─── DATA FOR THIS TASK
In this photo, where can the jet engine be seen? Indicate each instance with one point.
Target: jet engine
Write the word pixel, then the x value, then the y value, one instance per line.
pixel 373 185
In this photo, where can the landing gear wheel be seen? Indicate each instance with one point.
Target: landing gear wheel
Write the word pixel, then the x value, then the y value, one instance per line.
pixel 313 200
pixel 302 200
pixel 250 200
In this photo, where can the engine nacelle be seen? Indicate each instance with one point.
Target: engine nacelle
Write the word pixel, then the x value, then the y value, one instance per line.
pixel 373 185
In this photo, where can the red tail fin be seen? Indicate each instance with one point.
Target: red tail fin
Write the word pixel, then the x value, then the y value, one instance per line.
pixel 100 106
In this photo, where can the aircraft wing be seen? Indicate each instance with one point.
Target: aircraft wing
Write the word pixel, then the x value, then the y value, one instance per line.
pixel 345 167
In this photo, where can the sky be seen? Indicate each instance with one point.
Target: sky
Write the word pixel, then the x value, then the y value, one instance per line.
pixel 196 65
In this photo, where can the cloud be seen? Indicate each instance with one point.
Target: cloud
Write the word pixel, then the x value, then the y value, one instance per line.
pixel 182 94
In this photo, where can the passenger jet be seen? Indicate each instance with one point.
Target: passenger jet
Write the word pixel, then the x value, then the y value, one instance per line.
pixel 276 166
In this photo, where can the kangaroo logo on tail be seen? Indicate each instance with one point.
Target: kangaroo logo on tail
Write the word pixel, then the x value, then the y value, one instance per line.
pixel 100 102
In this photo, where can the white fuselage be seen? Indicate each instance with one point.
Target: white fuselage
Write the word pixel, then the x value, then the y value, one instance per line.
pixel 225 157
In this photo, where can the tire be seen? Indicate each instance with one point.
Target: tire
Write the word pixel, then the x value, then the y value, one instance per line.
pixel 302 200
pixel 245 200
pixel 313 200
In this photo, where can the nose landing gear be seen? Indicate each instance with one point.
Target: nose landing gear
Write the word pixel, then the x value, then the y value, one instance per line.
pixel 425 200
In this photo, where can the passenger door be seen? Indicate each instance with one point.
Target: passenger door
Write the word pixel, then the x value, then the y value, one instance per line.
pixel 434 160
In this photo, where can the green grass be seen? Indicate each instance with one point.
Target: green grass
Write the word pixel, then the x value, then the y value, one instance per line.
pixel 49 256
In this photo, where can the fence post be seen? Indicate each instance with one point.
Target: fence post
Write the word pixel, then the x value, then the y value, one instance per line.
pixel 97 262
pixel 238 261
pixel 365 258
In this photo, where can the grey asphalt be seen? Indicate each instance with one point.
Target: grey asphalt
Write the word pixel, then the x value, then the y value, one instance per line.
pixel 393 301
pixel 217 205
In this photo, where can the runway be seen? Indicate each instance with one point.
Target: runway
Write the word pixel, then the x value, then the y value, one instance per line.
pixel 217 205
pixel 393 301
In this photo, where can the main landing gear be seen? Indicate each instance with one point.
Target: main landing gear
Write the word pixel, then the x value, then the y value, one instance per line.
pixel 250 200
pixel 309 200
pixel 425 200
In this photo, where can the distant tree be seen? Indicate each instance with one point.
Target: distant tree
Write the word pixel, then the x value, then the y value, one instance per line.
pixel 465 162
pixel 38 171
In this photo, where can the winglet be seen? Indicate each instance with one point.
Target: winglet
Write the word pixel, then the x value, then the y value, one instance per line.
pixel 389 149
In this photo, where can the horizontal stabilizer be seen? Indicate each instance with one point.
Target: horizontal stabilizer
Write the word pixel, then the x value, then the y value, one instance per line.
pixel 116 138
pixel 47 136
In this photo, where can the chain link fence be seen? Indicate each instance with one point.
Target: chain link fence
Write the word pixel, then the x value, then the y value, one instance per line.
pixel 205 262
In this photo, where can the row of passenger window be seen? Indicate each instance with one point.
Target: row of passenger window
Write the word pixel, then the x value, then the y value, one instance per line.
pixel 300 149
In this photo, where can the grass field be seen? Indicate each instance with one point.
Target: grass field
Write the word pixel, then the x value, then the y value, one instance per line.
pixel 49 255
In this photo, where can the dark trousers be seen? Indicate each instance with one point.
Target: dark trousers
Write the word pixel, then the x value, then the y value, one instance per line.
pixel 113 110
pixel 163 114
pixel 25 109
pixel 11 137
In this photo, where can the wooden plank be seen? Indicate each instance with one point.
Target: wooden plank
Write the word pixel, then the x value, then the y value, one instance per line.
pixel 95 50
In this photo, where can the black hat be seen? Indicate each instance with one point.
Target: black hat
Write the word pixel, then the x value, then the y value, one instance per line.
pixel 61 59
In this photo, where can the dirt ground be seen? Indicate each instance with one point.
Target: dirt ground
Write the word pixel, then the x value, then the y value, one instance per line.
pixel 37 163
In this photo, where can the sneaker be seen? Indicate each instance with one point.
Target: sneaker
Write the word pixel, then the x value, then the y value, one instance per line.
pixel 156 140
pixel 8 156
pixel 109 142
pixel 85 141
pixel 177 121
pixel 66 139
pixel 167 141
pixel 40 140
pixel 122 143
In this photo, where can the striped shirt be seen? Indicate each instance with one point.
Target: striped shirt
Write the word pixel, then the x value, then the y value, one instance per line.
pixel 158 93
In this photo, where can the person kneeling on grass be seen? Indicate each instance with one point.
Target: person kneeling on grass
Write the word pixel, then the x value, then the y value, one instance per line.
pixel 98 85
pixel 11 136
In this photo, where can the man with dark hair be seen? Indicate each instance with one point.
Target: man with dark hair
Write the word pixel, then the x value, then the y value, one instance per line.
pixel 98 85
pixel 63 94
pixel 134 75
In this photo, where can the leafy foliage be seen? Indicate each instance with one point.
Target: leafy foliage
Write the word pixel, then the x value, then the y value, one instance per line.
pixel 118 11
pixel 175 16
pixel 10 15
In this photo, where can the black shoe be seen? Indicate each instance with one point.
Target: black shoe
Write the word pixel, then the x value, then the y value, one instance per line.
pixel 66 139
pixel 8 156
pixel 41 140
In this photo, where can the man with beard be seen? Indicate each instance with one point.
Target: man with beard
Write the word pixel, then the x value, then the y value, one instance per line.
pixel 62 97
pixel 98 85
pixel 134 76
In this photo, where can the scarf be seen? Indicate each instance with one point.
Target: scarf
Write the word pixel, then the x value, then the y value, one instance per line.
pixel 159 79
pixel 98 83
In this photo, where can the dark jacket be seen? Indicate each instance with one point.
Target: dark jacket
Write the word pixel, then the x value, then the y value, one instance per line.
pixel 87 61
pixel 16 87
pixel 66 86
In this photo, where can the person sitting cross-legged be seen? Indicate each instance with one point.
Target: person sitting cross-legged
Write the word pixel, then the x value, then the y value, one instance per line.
──────
# EXERCISE
Return the lines of the records above, from the line with "In this photo, where can the white" to the line with "pixel 365 258", both included, copied word for word.

# RESULT
In this photo, where can the white fuselage be seen? Indicate each instance with one point.
Target: white fuselage
Write the word pixel, then the x value, then the y value, one instance per line.
pixel 225 157
In this photo, where can the tire be seen? Indicate each instance with one point.
Target: tire
Write the word pixel, then the x value, then the y value, one instance per line.
pixel 302 200
pixel 245 200
pixel 313 200
In this photo, where can the nose landing gear be seen? Indicate each instance with one point.
Target: nose landing gear
Write the word pixel, then the x value, then the y value, one instance per line.
pixel 425 200
In this photo, where can the passenger door be seen? Indicate each instance with one point.
Target: passenger door
Write the word pixel, then the x value, then the y value, one instance per line.
pixel 434 160
In this photo, where can the green grass be seen? Indicate each instance with one point.
Target: green grass
Write the word pixel, then the x value, then the y value, one instance per line.
pixel 49 256
In this photo, where can the fence post be seen? Indicate each instance with one point.
Target: fence post
Write the word pixel, then the x value, then the y value, one instance per line.
pixel 97 262
pixel 238 261
pixel 365 258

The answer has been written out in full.